TASK DIRECTIONS ▸ Would you transcribe all of the data exactly, down to the last character?

STORED DATA ▸
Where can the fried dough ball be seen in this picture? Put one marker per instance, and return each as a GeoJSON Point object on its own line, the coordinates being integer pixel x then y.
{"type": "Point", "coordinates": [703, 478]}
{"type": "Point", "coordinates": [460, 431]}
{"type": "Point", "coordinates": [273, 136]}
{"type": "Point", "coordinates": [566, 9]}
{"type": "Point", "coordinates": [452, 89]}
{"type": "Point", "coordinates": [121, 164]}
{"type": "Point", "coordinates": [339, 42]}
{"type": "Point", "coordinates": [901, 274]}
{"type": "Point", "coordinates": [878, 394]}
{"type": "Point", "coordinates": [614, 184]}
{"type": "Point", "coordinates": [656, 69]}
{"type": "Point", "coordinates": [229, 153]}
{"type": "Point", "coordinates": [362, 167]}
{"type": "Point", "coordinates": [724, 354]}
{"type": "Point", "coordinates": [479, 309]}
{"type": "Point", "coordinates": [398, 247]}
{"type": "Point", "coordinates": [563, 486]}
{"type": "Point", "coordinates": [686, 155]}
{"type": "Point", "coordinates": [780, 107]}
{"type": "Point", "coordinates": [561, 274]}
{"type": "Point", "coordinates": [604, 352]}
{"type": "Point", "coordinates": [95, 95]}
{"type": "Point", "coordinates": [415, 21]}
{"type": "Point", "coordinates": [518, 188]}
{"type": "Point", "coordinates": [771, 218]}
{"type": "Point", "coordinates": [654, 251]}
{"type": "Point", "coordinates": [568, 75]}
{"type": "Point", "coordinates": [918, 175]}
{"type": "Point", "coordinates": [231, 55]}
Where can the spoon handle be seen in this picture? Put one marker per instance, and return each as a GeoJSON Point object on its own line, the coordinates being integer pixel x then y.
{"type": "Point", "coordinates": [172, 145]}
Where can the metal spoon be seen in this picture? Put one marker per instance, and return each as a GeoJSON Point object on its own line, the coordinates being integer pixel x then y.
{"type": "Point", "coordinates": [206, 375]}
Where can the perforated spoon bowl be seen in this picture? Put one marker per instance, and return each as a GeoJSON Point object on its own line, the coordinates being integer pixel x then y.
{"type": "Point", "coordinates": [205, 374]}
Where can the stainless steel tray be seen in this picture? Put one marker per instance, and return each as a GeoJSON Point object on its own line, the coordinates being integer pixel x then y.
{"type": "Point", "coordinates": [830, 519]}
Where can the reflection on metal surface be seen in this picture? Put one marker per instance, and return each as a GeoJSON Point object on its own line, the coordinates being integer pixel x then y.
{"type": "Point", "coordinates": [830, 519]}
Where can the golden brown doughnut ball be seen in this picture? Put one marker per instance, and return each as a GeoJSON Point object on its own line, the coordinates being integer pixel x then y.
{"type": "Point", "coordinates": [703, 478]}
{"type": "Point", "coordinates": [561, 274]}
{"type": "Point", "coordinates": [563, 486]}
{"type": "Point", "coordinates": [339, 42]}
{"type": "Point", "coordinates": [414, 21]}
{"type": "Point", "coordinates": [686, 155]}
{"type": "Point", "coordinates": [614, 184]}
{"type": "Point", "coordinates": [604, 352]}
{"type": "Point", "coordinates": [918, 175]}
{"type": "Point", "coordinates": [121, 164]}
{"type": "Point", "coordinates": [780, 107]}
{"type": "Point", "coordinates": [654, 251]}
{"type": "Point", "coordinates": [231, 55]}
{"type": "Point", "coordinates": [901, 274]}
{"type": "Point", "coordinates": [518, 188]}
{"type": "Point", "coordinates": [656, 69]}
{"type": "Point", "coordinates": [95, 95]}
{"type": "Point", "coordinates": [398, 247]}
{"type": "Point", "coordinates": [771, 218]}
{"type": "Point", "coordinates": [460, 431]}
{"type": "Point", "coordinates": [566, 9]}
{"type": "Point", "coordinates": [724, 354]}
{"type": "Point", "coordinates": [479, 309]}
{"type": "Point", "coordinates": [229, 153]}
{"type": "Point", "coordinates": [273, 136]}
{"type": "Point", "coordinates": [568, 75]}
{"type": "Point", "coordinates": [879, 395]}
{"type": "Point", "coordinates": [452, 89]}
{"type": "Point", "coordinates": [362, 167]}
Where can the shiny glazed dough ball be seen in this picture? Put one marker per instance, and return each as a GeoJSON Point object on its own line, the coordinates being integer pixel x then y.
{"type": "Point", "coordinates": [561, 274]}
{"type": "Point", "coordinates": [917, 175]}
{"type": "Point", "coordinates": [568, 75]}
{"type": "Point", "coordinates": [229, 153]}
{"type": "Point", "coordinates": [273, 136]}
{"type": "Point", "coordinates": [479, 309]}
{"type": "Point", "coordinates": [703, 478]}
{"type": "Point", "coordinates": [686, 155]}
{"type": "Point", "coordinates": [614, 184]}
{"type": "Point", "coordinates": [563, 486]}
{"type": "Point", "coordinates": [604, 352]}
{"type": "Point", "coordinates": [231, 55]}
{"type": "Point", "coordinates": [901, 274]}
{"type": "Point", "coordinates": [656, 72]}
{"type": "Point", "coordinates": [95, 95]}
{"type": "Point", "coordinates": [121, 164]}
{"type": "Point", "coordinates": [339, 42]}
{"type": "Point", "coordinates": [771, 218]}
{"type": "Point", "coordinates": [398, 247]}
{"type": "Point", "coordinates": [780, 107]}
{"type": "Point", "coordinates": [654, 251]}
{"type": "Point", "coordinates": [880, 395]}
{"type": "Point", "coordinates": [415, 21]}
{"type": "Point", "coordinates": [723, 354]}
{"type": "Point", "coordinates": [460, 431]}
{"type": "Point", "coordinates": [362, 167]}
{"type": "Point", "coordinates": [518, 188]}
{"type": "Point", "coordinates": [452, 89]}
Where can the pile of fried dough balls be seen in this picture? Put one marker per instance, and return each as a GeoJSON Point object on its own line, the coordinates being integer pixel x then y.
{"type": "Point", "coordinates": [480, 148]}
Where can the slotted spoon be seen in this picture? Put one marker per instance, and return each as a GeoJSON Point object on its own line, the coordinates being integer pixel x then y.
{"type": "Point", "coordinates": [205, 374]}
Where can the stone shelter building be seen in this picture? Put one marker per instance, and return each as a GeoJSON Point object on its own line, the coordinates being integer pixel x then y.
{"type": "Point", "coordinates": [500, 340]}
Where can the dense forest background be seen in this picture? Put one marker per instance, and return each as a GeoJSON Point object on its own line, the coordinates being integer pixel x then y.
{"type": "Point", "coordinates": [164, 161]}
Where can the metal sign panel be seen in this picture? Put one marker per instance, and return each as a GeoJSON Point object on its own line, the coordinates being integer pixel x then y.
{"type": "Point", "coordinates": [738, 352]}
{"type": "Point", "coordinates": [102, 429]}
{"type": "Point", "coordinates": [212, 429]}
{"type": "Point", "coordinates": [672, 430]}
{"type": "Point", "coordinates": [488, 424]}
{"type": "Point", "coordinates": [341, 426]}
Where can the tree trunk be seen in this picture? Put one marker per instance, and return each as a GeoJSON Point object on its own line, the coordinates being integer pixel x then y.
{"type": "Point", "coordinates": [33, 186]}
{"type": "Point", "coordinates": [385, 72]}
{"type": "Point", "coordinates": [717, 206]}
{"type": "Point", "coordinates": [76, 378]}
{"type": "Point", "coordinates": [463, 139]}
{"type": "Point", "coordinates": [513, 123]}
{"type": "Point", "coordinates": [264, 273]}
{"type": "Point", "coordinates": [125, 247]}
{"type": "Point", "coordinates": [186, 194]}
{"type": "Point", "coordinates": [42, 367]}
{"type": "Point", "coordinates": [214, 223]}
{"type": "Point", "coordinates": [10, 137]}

ANSWER TO THE PROBLEM ▸
Where can the fried dough ball be seen in this picture? Put one marker per instance, and return each as a GeoJSON Point object on its own line, the coordinates being integer pixel x then y.
{"type": "Point", "coordinates": [703, 478]}
{"type": "Point", "coordinates": [460, 431]}
{"type": "Point", "coordinates": [273, 136]}
{"type": "Point", "coordinates": [566, 9]}
{"type": "Point", "coordinates": [452, 89]}
{"type": "Point", "coordinates": [121, 164]}
{"type": "Point", "coordinates": [339, 42]}
{"type": "Point", "coordinates": [901, 274]}
{"type": "Point", "coordinates": [878, 394]}
{"type": "Point", "coordinates": [614, 184]}
{"type": "Point", "coordinates": [656, 69]}
{"type": "Point", "coordinates": [229, 153]}
{"type": "Point", "coordinates": [362, 167]}
{"type": "Point", "coordinates": [724, 354]}
{"type": "Point", "coordinates": [479, 309]}
{"type": "Point", "coordinates": [398, 247]}
{"type": "Point", "coordinates": [563, 486]}
{"type": "Point", "coordinates": [686, 155]}
{"type": "Point", "coordinates": [780, 107]}
{"type": "Point", "coordinates": [561, 274]}
{"type": "Point", "coordinates": [604, 352]}
{"type": "Point", "coordinates": [95, 95]}
{"type": "Point", "coordinates": [415, 21]}
{"type": "Point", "coordinates": [518, 188]}
{"type": "Point", "coordinates": [771, 218]}
{"type": "Point", "coordinates": [654, 251]}
{"type": "Point", "coordinates": [568, 75]}
{"type": "Point", "coordinates": [918, 175]}
{"type": "Point", "coordinates": [231, 55]}
Where can the spoon handle be seen in this picture? Put one marker per instance, and return each as a GeoJSON Point object on its own line, the coordinates being integer pixel x then y.
{"type": "Point", "coordinates": [172, 145]}
Where can the metal spoon be seen in this picture? Put one marker per instance, and return each as a GeoJSON Point object on its own line, the coordinates being integer pixel x then y.
{"type": "Point", "coordinates": [206, 375]}
Where can the perforated spoon bowl be seen in this picture? Put one marker per instance, and return each as a GeoJSON Point object on its own line, the coordinates being integer pixel x then y.
{"type": "Point", "coordinates": [205, 374]}
Where can the stainless steel tray be seen in this picture? Put one marker per instance, and return each as a GeoJSON Point object on its own line, the coordinates being integer pixel x then y.
{"type": "Point", "coordinates": [830, 519]}
Where can the reflection on metal surface be seen in this picture? Put one marker per instance, and return each as a GeoJSON Point object on its own line, the coordinates being integer pixel x then y.
{"type": "Point", "coordinates": [830, 519]}
Where can the golden brown doughnut ball be seen in this picture? Put one marker per instance, and return each as a GeoJSON Point object on its own line, the coordinates being integer pixel x then y.
{"type": "Point", "coordinates": [703, 478]}
{"type": "Point", "coordinates": [561, 274]}
{"type": "Point", "coordinates": [563, 486]}
{"type": "Point", "coordinates": [339, 42]}
{"type": "Point", "coordinates": [414, 21]}
{"type": "Point", "coordinates": [686, 155]}
{"type": "Point", "coordinates": [614, 184]}
{"type": "Point", "coordinates": [604, 352]}
{"type": "Point", "coordinates": [918, 175]}
{"type": "Point", "coordinates": [121, 164]}
{"type": "Point", "coordinates": [780, 107]}
{"type": "Point", "coordinates": [654, 251]}
{"type": "Point", "coordinates": [231, 55]}
{"type": "Point", "coordinates": [901, 274]}
{"type": "Point", "coordinates": [518, 188]}
{"type": "Point", "coordinates": [656, 69]}
{"type": "Point", "coordinates": [95, 95]}
{"type": "Point", "coordinates": [398, 247]}
{"type": "Point", "coordinates": [771, 218]}
{"type": "Point", "coordinates": [460, 431]}
{"type": "Point", "coordinates": [566, 9]}
{"type": "Point", "coordinates": [724, 354]}
{"type": "Point", "coordinates": [479, 309]}
{"type": "Point", "coordinates": [229, 153]}
{"type": "Point", "coordinates": [273, 136]}
{"type": "Point", "coordinates": [568, 75]}
{"type": "Point", "coordinates": [879, 395]}
{"type": "Point", "coordinates": [452, 89]}
{"type": "Point", "coordinates": [362, 167]}
Where can the shiny glazed dough ball be seen in this picture? Put one marker per instance, and return each as a GeoJSON Point object on its own line, the coordinates being integer pixel x then y.
{"type": "Point", "coordinates": [561, 274]}
{"type": "Point", "coordinates": [917, 175]}
{"type": "Point", "coordinates": [568, 75]}
{"type": "Point", "coordinates": [229, 153]}
{"type": "Point", "coordinates": [273, 136]}
{"type": "Point", "coordinates": [479, 309]}
{"type": "Point", "coordinates": [703, 478]}
{"type": "Point", "coordinates": [686, 155]}
{"type": "Point", "coordinates": [614, 184]}
{"type": "Point", "coordinates": [563, 486]}
{"type": "Point", "coordinates": [604, 352]}
{"type": "Point", "coordinates": [231, 55]}
{"type": "Point", "coordinates": [901, 274]}
{"type": "Point", "coordinates": [656, 72]}
{"type": "Point", "coordinates": [95, 95]}
{"type": "Point", "coordinates": [121, 164]}
{"type": "Point", "coordinates": [339, 42]}
{"type": "Point", "coordinates": [771, 218]}
{"type": "Point", "coordinates": [398, 247]}
{"type": "Point", "coordinates": [780, 107]}
{"type": "Point", "coordinates": [654, 251]}
{"type": "Point", "coordinates": [880, 395]}
{"type": "Point", "coordinates": [415, 21]}
{"type": "Point", "coordinates": [723, 354]}
{"type": "Point", "coordinates": [460, 431]}
{"type": "Point", "coordinates": [362, 167]}
{"type": "Point", "coordinates": [518, 188]}
{"type": "Point", "coordinates": [452, 89]}
Where can the pile of fried dough balls be seen in this picture? Put one marker per instance, and return each as a GeoJSON Point object on its own line, the coordinates being integer pixel x then y.
{"type": "Point", "coordinates": [480, 148]}
Where can the slotted spoon be seen in this picture? Put one marker per instance, and return each as a GeoJSON Point object on its own line, the coordinates being integer pixel x then y.
{"type": "Point", "coordinates": [205, 374]}
Where can the stone shelter building be seen in this picture? Put one marker per instance, and return each as a GeoJSON Point object on its own line, the coordinates being integer pixel x then y.
{"type": "Point", "coordinates": [500, 340]}
Where can the dense forest background be seen in this picture? Put one marker per instance, and return each as a GeoJSON Point object on its own line, the coordinates being integer pixel x then y.
{"type": "Point", "coordinates": [164, 161]}
Where can the metal sign panel be seen in this picture? Put one marker per instance, and return each as a GeoJSON Point object on its own line, the coordinates being integer pixel x then y.
{"type": "Point", "coordinates": [738, 352]}
{"type": "Point", "coordinates": [102, 429]}
{"type": "Point", "coordinates": [212, 429]}
{"type": "Point", "coordinates": [672, 430]}
{"type": "Point", "coordinates": [488, 424]}
{"type": "Point", "coordinates": [341, 426]}
Where can the tree trunk be seen in this picture? Put one marker per instance, and return each as a GeoJSON Point object on its own line, the coordinates being integer pixel x then y.
{"type": "Point", "coordinates": [33, 186]}
{"type": "Point", "coordinates": [385, 72]}
{"type": "Point", "coordinates": [717, 206]}
{"type": "Point", "coordinates": [76, 378]}
{"type": "Point", "coordinates": [463, 139]}
{"type": "Point", "coordinates": [513, 123]}
{"type": "Point", "coordinates": [264, 273]}
{"type": "Point", "coordinates": [125, 247]}
{"type": "Point", "coordinates": [186, 194]}
{"type": "Point", "coordinates": [42, 367]}
{"type": "Point", "coordinates": [214, 223]}
{"type": "Point", "coordinates": [10, 137]}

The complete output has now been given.